(Written problem): Write out each line of the material again, word for word.

======== Exercise inputs ========

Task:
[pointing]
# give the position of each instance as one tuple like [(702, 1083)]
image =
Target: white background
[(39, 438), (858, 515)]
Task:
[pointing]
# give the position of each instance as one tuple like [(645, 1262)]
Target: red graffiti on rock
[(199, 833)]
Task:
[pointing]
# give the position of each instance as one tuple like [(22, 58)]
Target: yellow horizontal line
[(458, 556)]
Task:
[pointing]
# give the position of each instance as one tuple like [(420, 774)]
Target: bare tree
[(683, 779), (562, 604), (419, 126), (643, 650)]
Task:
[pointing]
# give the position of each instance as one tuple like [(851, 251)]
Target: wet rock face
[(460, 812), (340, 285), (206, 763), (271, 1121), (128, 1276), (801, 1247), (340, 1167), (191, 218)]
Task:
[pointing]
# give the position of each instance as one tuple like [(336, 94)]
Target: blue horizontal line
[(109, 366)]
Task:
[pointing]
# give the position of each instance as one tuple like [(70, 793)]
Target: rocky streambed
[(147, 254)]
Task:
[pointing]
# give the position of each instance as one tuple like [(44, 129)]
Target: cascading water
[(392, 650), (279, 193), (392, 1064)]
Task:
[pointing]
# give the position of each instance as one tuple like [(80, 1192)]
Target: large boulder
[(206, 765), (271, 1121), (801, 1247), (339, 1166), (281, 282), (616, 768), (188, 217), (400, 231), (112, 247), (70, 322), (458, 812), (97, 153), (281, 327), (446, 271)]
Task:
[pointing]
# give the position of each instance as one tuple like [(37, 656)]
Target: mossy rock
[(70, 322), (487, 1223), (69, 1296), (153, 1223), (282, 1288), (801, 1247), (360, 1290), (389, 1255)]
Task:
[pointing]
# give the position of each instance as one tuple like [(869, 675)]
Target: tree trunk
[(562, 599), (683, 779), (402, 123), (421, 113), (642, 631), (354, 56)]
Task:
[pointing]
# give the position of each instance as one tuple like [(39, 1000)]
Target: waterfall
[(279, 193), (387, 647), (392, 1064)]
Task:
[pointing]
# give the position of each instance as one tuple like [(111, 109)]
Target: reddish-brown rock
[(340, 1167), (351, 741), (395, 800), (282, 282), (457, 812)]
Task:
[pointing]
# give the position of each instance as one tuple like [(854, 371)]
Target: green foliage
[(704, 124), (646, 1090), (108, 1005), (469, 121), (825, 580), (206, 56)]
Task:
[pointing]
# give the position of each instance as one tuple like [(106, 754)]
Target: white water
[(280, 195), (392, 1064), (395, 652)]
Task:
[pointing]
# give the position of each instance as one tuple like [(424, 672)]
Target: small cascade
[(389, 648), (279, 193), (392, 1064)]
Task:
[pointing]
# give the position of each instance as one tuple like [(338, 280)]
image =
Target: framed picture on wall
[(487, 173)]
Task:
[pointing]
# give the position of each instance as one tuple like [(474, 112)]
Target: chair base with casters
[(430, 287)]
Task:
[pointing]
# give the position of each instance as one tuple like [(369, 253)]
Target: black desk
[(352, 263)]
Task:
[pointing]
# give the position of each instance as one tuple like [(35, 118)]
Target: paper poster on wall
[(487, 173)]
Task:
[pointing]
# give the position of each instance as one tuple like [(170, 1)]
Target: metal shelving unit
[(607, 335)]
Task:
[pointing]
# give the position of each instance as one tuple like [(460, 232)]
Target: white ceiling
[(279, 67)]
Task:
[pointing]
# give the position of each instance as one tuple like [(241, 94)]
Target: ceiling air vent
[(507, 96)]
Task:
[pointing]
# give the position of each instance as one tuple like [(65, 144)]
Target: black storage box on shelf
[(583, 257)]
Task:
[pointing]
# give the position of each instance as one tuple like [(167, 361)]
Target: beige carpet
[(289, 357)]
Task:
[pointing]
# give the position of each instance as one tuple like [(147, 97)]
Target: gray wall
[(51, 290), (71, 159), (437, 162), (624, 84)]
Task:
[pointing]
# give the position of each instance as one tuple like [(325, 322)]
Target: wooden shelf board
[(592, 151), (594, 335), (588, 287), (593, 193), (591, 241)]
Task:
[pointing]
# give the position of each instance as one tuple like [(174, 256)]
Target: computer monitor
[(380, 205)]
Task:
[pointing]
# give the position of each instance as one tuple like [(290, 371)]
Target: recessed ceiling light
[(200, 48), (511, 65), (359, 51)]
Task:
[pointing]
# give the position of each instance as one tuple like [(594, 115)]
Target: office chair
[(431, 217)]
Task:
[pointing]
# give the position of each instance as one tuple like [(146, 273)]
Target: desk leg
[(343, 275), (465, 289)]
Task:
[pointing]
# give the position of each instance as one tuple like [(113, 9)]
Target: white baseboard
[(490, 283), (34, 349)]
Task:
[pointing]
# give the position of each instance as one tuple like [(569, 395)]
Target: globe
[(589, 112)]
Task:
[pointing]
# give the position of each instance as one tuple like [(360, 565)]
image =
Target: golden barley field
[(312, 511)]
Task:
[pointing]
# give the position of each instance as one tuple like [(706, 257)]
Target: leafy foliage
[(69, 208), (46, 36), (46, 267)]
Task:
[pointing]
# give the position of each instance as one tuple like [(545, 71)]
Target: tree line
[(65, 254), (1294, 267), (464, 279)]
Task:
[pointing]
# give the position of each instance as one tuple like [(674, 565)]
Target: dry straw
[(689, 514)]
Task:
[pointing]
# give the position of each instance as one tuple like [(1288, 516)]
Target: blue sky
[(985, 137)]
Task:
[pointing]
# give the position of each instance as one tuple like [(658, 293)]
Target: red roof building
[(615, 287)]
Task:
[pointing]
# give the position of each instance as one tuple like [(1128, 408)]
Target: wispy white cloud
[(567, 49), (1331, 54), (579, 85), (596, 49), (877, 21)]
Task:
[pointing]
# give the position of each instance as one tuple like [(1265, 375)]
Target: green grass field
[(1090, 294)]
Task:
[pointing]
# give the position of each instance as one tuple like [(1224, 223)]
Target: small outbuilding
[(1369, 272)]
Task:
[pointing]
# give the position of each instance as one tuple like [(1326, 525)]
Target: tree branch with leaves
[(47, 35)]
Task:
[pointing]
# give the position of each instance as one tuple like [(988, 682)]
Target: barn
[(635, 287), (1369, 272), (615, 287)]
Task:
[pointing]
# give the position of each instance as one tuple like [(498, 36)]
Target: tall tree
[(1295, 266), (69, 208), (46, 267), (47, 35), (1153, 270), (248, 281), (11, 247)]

========

(Answer to the exercise):
Task:
[pointing]
# give the position of each instance as one tuple like [(702, 1083)]
image =
Target: white background
[(39, 438), (858, 515)]
Task:
[pointing]
# give the position of each instance as one tuple like [(645, 1262)]
Target: red graffiti on rock
[(199, 833)]
Task:
[pointing]
# give the position of each instance as one tuple like [(22, 58)]
Target: yellow horizontal line
[(458, 556)]
Task:
[pointing]
# give the position of each instance as one tuple like [(420, 774)]
Target: bare tree
[(683, 779), (562, 604), (419, 126), (643, 650)]
Task:
[pointing]
# give the position of each instance as one tuple like [(851, 251)]
Target: wet rock face
[(460, 812), (340, 285), (206, 763), (271, 1121), (128, 1276), (801, 1247), (340, 1167), (191, 218)]
Task:
[pointing]
# give the position of each instance as one tuple like [(336, 94)]
Target: blue horizontal line
[(109, 366)]
Task:
[pointing]
# give the position of each instance as one tuple like [(70, 793)]
Target: rocky streambed
[(147, 254)]
Task:
[pointing]
# give the position of each instance as one tuple like [(44, 129)]
Target: cascading water
[(392, 650), (279, 193), (392, 1064)]
Task:
[pointing]
# give the position of each instance as one tuple like [(80, 1192)]
Target: large boulder
[(206, 765), (271, 1121), (801, 1247), (339, 1166), (281, 282), (616, 768), (188, 217), (400, 231), (112, 247), (70, 322), (458, 812), (97, 153), (281, 327), (446, 271)]
Task:
[pointing]
# give the position of each instance as one tuple like [(37, 656)]
Target: mossy rock
[(70, 322), (487, 1223), (69, 1296), (153, 1223), (282, 1288), (801, 1247), (360, 1290), (389, 1255)]
Task:
[pointing]
# give the position of each instance as one tuple like [(869, 675)]
Target: tree trunk
[(562, 599), (683, 779), (402, 123), (421, 113), (642, 631), (354, 56)]
Task:
[pointing]
# give the position of each instance as one tuple like [(39, 1000)]
Target: waterfall
[(279, 193), (387, 647), (392, 1064)]
Task:
[pointing]
# give the position of each instance as one tuple like [(111, 109)]
Target: reddish-brown rock
[(340, 1167), (351, 741), (395, 800), (282, 282), (457, 812)]
Task:
[pointing]
# give the position of each instance as one tuple like [(854, 371)]
Target: green foliage
[(704, 124), (646, 1090), (108, 1005), (469, 121), (825, 580), (206, 56)]
Task:
[pointing]
# give the position of each instance as one tuple like [(106, 754)]
Target: white water
[(280, 195), (392, 1064), (395, 652)]
Task:
[pointing]
# give the position of each instance as one tuple like [(424, 672)]
Target: small cascade
[(389, 648), (279, 193), (392, 1064)]
Task:
[pointing]
# give the position of each instance as one tuple like [(338, 280)]
image =
Target: framed picture on wall
[(487, 173)]
Task:
[pointing]
# give the position of each instance as one tuple like [(474, 112)]
Target: chair base with casters
[(430, 287)]
Task:
[pointing]
# give the position of each instance as one tuple like [(369, 253)]
Target: black desk
[(352, 263)]
Task:
[pointing]
# give the position of each instance as one tuple like [(35, 118)]
Target: paper poster on wall
[(487, 173)]
Task:
[pointing]
# give the position of each instance as one tuple like [(170, 1)]
Target: metal shelving unit
[(607, 335)]
Task:
[pointing]
# give the position of each instance as one tuple like [(460, 232)]
Target: white ceiling
[(279, 67)]
Task:
[pointing]
# give the position of each instance as one tuple like [(241, 94)]
Target: ceiling air vent
[(507, 96)]
Task:
[pointing]
# give the position of each instance as one tuple like [(65, 144)]
Target: black storage box on shelf
[(583, 257)]
Task:
[pointing]
# give the position of each instance as one tuple like [(167, 361)]
Target: beige carpet
[(289, 357)]
Task:
[pointing]
# give the position of each instance as one tuple like [(147, 97)]
Target: gray wall
[(51, 290), (71, 159), (437, 162), (624, 84)]
Task:
[pointing]
# give the position of each instance as one tuple like [(325, 322)]
Target: wooden shelf board
[(592, 151), (594, 335), (588, 287), (593, 193), (591, 241)]
Task:
[pointing]
# give the position of each instance as one tuple like [(174, 256)]
Target: computer monitor
[(380, 205)]
Task:
[pointing]
# give the position of each instance as one tuple like [(290, 371)]
Target: recessed ceiling light
[(200, 48), (511, 65), (359, 51)]
Task:
[pointing]
# give the position of each instance as one tuple like [(594, 115)]
Target: office chair
[(431, 217)]
Task:
[pointing]
# give the position of each instance as one tuple like [(146, 273)]
Target: desk leg
[(343, 275), (465, 289)]
Task:
[pointing]
# give the position of each instance as one tuple like [(113, 9)]
Target: white baseboard
[(490, 283), (34, 349)]
Task:
[pointing]
# give the position of each instance as one tuple like [(569, 395)]
Target: globe
[(589, 112)]
Task:
[pointing]
# give the position of each instance as one tuple like [(360, 565)]
image =
Target: golden barley field
[(312, 511)]
Task:
[pointing]
# give the position of each instance as one tuple like [(706, 257)]
Target: leafy foliage
[(69, 208), (46, 36), (46, 267)]
Task:
[pointing]
# give the position of each instance as one tuple like [(545, 71)]
Target: tree line
[(65, 254), (1294, 267), (464, 279)]
Task:
[pointing]
# give the position of each instance as one tuple like [(674, 565)]
Target: dry straw
[(689, 514)]
Task:
[pointing]
# give the position of each instance as one tuple like [(1288, 516)]
Target: blue sky
[(985, 137)]
Task:
[pointing]
# give the position of each instance as one tuple like [(658, 293)]
Target: red roof building
[(615, 287)]
Task:
[pointing]
# give the position of each instance as one tuple like [(1128, 408)]
Target: wispy white cloud
[(567, 49), (1331, 54), (579, 85), (596, 49), (877, 21)]
Task:
[pointing]
# give the position of each instance as one tuple like [(1265, 375)]
Target: green grass field
[(1090, 294)]
Task:
[pointing]
# give the position of each instance as one tuple like [(1224, 223)]
Target: small outbuilding
[(1369, 272)]
Task:
[pointing]
# give the position of each instance as one tuple like [(1326, 525)]
Target: tree branch with leaves
[(47, 35)]
Task:
[pointing]
# give the position of each instance as one tuple like [(988, 682)]
Target: barn
[(635, 287), (1369, 272), (615, 287)]
Task:
[pointing]
# give the position of each instance as one tuple like [(498, 36)]
Target: tall tree
[(1295, 266), (69, 208), (46, 267), (47, 35), (1153, 270), (248, 281), (11, 247)]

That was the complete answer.